# Start of EXTRACTED RECORDS
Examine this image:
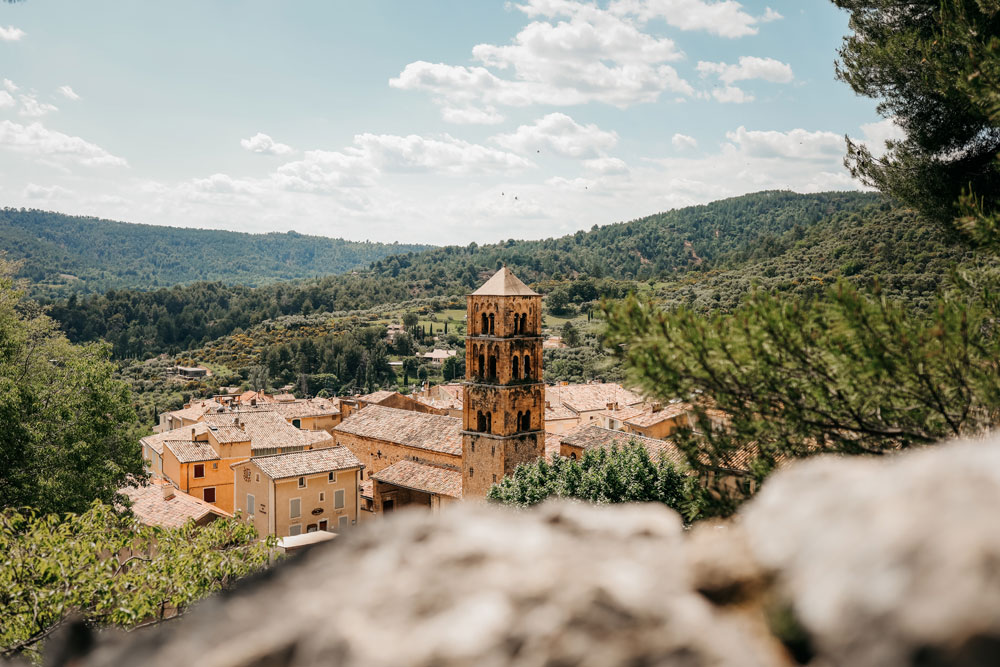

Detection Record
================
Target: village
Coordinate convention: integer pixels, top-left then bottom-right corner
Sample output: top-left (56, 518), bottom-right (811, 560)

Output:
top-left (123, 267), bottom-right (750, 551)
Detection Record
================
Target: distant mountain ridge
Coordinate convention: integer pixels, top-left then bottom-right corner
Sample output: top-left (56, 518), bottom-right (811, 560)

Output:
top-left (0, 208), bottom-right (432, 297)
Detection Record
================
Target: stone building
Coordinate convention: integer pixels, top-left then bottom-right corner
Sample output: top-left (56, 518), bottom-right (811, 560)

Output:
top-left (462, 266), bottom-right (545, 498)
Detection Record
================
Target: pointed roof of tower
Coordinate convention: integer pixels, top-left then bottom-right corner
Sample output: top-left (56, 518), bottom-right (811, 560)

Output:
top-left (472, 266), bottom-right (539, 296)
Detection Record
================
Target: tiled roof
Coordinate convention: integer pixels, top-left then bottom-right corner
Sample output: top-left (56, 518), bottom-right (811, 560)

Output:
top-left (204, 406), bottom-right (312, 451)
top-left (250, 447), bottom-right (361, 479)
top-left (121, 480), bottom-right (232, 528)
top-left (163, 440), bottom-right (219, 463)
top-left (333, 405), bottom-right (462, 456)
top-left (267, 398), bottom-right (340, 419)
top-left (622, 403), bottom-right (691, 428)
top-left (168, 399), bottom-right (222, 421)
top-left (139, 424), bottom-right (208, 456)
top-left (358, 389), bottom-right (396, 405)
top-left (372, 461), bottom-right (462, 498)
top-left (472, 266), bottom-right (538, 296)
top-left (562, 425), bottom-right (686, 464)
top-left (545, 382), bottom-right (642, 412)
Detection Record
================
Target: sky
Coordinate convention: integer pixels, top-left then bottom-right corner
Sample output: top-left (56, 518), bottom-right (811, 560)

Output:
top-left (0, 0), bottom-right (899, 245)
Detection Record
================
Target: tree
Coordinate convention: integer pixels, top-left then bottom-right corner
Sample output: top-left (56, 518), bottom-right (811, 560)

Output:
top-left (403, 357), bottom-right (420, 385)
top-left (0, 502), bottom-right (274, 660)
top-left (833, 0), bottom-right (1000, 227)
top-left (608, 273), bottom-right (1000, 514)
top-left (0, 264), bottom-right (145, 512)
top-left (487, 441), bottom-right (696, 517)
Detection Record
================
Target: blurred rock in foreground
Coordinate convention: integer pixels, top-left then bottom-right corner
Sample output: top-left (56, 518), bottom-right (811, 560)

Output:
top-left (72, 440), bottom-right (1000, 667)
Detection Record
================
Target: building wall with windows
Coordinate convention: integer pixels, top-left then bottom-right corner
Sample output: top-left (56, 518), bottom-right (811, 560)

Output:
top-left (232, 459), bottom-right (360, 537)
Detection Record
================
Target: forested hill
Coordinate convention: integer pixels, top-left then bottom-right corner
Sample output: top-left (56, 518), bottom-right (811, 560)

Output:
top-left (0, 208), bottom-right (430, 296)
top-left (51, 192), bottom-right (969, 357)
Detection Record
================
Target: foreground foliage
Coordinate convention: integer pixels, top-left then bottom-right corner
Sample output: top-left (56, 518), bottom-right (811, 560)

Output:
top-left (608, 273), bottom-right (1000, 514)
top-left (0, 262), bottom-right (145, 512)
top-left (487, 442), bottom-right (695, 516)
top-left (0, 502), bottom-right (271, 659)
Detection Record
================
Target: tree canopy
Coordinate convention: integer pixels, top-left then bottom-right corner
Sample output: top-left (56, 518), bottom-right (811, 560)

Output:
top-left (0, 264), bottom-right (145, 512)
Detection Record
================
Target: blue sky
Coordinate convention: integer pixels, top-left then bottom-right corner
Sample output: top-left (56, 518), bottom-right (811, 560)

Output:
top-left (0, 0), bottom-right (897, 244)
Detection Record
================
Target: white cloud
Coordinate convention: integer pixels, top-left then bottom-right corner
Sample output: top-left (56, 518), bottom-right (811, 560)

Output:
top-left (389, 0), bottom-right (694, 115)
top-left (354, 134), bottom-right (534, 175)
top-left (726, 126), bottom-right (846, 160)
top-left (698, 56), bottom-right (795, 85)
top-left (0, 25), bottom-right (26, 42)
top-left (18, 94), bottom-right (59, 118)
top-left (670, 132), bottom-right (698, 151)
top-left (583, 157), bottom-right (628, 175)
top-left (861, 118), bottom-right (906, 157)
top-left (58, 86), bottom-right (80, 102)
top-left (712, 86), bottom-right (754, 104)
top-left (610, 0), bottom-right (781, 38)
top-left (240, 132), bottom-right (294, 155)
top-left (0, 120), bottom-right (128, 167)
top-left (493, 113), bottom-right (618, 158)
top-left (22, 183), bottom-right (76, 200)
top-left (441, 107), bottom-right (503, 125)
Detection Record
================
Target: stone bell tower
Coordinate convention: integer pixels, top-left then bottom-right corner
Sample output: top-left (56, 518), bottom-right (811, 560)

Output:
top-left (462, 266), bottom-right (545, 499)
# End of EXTRACTED RECORDS
PROBLEM TO SOLVE » Copy out everything from the start of the data down to the line containing "top-left (462, 266), bottom-right (545, 498)", word for word and with that line included. Leave the pictures out of your answer.

SOLUTION TO THIS TASK »
Examine this image:

Detection Record
================
Target: village
Coordinate convention: integer pixels, top-left then bottom-right corner
Sample output: top-left (56, 518), bottom-right (811, 560)

Output:
top-left (123, 267), bottom-right (750, 551)
Detection Record
================
Target: distant mountain ridge
Coordinate convention: integer pixels, top-left then bottom-right corner
Sample output: top-left (56, 518), bottom-right (811, 560)

Output:
top-left (0, 208), bottom-right (432, 297)
Detection Record
================
Target: stone building
Coordinate convention: integer pixels, top-left then bottom-right corner
Sample output: top-left (56, 518), bottom-right (811, 560)

Output:
top-left (462, 266), bottom-right (545, 498)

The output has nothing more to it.